What you are asked to do:
Change "Drop" to "Place" in the lines from the one containing "Can you find the bundt" through the end of the records, and leave everything else as it is.

(Entries from a point annotation set)
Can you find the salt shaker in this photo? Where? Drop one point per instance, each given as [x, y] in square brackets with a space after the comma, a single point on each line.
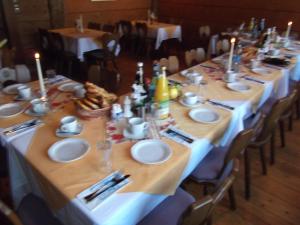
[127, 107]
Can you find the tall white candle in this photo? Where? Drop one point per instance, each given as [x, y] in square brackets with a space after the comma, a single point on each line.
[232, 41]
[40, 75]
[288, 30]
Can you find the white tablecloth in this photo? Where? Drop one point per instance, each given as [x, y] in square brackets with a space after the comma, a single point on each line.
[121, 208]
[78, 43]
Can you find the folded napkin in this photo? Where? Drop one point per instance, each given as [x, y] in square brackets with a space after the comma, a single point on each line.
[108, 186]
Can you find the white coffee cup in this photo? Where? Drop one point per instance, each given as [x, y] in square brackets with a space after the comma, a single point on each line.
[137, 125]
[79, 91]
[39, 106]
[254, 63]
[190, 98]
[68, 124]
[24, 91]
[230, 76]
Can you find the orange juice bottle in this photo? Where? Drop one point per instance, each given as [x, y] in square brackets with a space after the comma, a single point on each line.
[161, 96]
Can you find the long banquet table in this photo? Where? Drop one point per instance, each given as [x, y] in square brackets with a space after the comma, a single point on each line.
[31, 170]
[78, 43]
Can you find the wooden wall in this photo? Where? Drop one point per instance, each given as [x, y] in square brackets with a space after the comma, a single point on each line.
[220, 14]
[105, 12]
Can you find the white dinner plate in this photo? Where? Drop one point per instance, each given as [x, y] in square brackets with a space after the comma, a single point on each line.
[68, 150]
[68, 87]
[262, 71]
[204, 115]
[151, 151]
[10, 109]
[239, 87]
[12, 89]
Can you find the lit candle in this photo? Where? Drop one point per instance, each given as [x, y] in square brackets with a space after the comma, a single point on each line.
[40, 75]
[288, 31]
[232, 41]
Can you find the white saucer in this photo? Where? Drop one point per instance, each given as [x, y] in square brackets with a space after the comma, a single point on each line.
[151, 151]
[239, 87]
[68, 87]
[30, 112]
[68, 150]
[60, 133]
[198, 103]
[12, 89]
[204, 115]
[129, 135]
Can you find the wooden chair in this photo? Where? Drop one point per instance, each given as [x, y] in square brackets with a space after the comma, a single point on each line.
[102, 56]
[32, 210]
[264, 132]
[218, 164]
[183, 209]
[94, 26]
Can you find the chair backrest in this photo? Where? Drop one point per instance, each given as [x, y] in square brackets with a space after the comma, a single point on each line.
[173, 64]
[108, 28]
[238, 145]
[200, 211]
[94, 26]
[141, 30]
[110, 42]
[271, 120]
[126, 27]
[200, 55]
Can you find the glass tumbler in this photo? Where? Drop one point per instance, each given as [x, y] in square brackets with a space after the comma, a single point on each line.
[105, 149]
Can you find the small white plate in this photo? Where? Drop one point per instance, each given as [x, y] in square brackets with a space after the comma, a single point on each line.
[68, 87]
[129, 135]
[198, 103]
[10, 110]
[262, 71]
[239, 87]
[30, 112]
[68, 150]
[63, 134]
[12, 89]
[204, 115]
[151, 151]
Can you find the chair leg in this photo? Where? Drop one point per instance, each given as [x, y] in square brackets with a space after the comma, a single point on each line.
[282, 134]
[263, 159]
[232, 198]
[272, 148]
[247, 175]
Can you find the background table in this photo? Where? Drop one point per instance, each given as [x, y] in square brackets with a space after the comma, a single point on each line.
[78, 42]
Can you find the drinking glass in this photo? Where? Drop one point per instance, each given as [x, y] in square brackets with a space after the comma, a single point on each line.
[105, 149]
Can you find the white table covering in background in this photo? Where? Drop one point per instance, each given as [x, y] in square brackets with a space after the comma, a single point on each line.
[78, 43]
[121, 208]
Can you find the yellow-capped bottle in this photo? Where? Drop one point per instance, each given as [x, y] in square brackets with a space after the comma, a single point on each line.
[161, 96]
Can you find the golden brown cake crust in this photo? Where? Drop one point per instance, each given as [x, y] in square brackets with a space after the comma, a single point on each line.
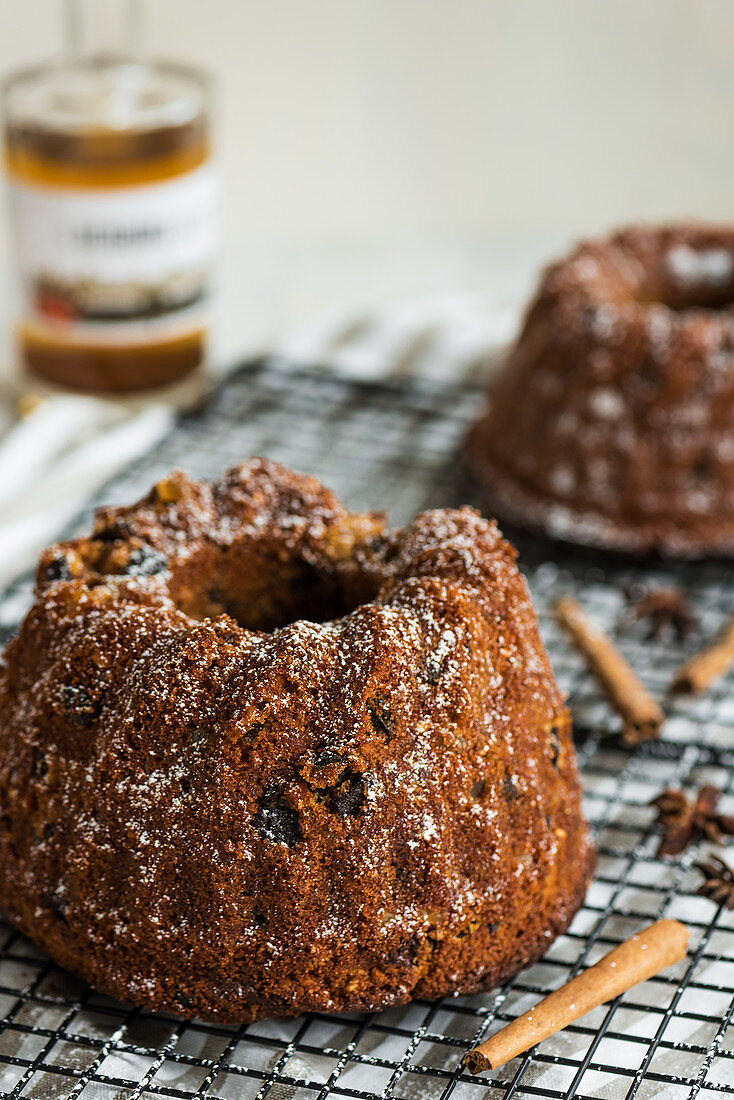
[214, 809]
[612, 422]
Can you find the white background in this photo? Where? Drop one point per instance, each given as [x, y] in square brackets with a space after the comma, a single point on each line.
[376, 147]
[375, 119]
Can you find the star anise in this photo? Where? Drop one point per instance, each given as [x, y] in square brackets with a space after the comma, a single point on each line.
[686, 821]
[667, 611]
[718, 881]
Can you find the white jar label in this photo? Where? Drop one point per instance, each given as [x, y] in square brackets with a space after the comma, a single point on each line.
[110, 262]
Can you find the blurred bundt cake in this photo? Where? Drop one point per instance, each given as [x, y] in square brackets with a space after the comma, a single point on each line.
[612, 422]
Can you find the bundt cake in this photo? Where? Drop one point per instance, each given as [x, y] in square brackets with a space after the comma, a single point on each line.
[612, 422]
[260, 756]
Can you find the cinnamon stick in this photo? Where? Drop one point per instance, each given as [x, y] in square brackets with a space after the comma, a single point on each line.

Problem solution:
Can you find the bundt cake in this photo? Where? Place one point per instance, each given as [x, y] in square brackets with a space after the comma, a single point on each line.
[612, 422]
[260, 756]
Can you find the cinnamon stick in this photo? Where? Place one point per instance, each given as [x, y] in square brackets with a space after the comma, a single point on each line.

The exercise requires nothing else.